━━━━━ Records shown
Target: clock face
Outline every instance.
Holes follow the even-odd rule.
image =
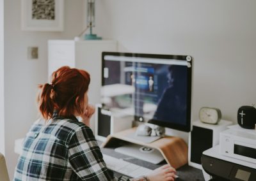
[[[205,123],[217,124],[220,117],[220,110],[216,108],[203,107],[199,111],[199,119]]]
━━━━━━━━━━
**Written task**
Set down every line of the items above word for word, leaving out any pictures.

**Result for this task**
Target: clock face
Outline every instance.
Holes follow the even-odd rule.
image =
[[[205,123],[217,124],[220,117],[220,110],[216,108],[203,107],[199,111],[199,119]]]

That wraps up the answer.